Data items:
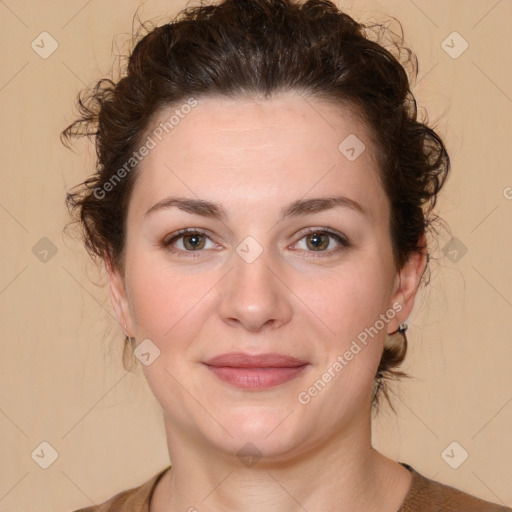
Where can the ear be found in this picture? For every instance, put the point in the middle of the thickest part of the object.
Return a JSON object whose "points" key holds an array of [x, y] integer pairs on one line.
{"points": [[118, 296], [406, 285]]}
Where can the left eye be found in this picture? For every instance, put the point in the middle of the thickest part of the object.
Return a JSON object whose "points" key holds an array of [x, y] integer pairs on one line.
{"points": [[320, 241]]}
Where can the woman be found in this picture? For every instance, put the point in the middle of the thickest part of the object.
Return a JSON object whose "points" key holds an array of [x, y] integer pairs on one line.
{"points": [[261, 203]]}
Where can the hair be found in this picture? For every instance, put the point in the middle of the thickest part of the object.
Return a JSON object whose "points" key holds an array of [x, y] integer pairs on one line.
{"points": [[257, 48]]}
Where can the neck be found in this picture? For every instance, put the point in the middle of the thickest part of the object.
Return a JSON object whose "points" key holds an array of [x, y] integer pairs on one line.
{"points": [[343, 474]]}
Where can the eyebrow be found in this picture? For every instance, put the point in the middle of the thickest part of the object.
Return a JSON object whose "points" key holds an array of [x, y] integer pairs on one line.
{"points": [[296, 208]]}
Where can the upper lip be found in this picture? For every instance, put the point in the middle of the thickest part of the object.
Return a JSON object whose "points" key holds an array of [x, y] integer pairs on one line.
{"points": [[243, 360]]}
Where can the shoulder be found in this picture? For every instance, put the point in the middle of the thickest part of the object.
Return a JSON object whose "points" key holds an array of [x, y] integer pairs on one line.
{"points": [[135, 499], [427, 495]]}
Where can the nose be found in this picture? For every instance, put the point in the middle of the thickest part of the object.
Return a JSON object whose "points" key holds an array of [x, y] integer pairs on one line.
{"points": [[254, 297]]}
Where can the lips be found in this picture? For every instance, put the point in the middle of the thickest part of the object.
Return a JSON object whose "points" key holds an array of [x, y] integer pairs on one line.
{"points": [[255, 372]]}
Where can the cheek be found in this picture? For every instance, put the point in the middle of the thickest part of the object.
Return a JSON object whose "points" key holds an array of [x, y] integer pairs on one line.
{"points": [[162, 298]]}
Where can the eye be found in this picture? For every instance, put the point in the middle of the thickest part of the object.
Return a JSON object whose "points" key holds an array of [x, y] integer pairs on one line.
{"points": [[188, 240], [321, 240]]}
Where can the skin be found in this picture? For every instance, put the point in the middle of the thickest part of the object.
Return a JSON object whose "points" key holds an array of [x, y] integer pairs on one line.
{"points": [[254, 157]]}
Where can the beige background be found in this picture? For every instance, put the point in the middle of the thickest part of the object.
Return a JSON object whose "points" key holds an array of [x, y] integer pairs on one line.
{"points": [[62, 378]]}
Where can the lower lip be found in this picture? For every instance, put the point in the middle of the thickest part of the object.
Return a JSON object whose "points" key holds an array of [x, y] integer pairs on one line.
{"points": [[256, 378]]}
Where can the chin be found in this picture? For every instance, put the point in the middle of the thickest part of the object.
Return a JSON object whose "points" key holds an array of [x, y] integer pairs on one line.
{"points": [[258, 433]]}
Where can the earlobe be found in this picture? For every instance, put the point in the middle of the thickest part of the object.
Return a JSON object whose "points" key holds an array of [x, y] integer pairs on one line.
{"points": [[118, 296], [408, 279]]}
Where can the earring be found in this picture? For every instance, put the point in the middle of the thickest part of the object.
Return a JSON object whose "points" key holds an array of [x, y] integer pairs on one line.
{"points": [[402, 328]]}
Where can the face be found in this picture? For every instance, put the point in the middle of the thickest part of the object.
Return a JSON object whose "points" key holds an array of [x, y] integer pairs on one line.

= EXERCISE OBJECTIVE =
Write out every line above exactly as it is, leaving out the pictures.

= FULL SOLUTION =
Where can the ear be found in this picture? For every instance, put the point in the middle of the thickest part of the object.
Return a JSON object whose "points" key holds an array of [x, y] integer pairs on one line.
{"points": [[118, 296], [406, 285]]}
Where can the left eye be found in this picture? For every instance, put the point in the middle of the thickest part of the object.
Return a JSON object whose "points" key holds an array of [x, y] integer pairs on one line.
{"points": [[320, 241]]}
Where can the woman be found in this picture? For every instance, put the point in the middle of the thickest part of the object.
Return a JSON object whose "points" key holds an array of [x, y] integer pairs on one line.
{"points": [[261, 203]]}
Where can the hair be found in this picture? For every instance, put the point in the middle of the thickest part of the object.
Return a JSON object whose "points" key holds an array of [x, y] integer pairs on one line.
{"points": [[257, 48]]}
Where can the neck be found in this picture? For every instance, put the point in the middle of the thickest part of the object.
Return a JSON object whose "points" key holds an array of [x, y] integer pairs on one line.
{"points": [[343, 474]]}
Where can the eyebrow be found in this picture? For every instance, put the point in the middle of the thickest part of the object.
Return a JSON object whose "points" key holds an array of [x, y] integer pairs on one line.
{"points": [[296, 208]]}
Where can the upper lip be found in this picture? For every instance, put the point in the middle of the thickest part of the object.
Return a JSON object whose "points" key holds an array of [x, y] integer pairs on one line.
{"points": [[243, 360]]}
Where can the shoulder be found in this picture? For every instance, put the point in the middle of the thickest part of the object.
Return a JSON object whose "points" key holds an array of [x, y] integer pairs on one line.
{"points": [[135, 499], [427, 495]]}
Where can the nose be found in this picture? For every instance, put the point in the middle of the thickest part of the object.
Return a JSON object whose "points" key holds an array of [x, y] integer pairs on one line.
{"points": [[254, 297]]}
Where can the lips be found in this picture? For every instance, put the point in the middle of the thickest part of the object.
Return a JSON object whose "points" key holds an array of [x, y] integer pairs on one line.
{"points": [[255, 372]]}
Where can the cheek be found in this picture? For every instance, put the point in the middle of the thickest part of the object.
Return a JSON object whose "points" key holds an array of [x, y] integer pairs on one line.
{"points": [[162, 298]]}
Where can the eye be found in this picture? For every instance, put the point in the middle of the thickest part of the object.
Return a JSON object whose "points" key holds an array of [x, y] integer pairs on one line.
{"points": [[188, 240], [321, 240]]}
Where can the skin be found in this picture? For every instance, put the point in the middle of the thickest part of the object.
Return a JSON object whose "points" key holds an array of [x, y] integer pairs on one line.
{"points": [[254, 157]]}
Where can the beige background be found in this picture? For every instance, put the point in the middle of the thickest part of the object.
Return a JSON object whose "points" key holds an array of [x, y] integer pairs on one line.
{"points": [[62, 378]]}
Where can the lower lip be found in this picture? For every instance, put the point in the middle of the thickest part of the object.
Return a JSON object whose "points" key holds an array of [x, y] integer pairs on one line.
{"points": [[256, 378]]}
Where can the chin be found in this picture? For every instance, put the point in the middle of the thickest part of the object.
Return a JSON object whose "points" key holds an array of [x, y] integer pairs on one line.
{"points": [[258, 433]]}
Where can the earlobe be found in this picture? For every instance, put the point in the middle of the thickest part of the object.
Return a JSON object whose "points" key holds an array of [x, y] integer pairs on one line.
{"points": [[118, 296], [408, 279]]}
Where can the earring be found in this picture? For every instance, put the point in the middle of the thickest part of the object.
Return a JSON object whose "points" key holds an array of [x, y] integer pairs on one line.
{"points": [[402, 328]]}
Where can the face be found in this picture? For every instance, put the point in the middle of the thickest part of the object.
Return a JSON object whose "points" key holds an array of [x, y] integer pairs on one line.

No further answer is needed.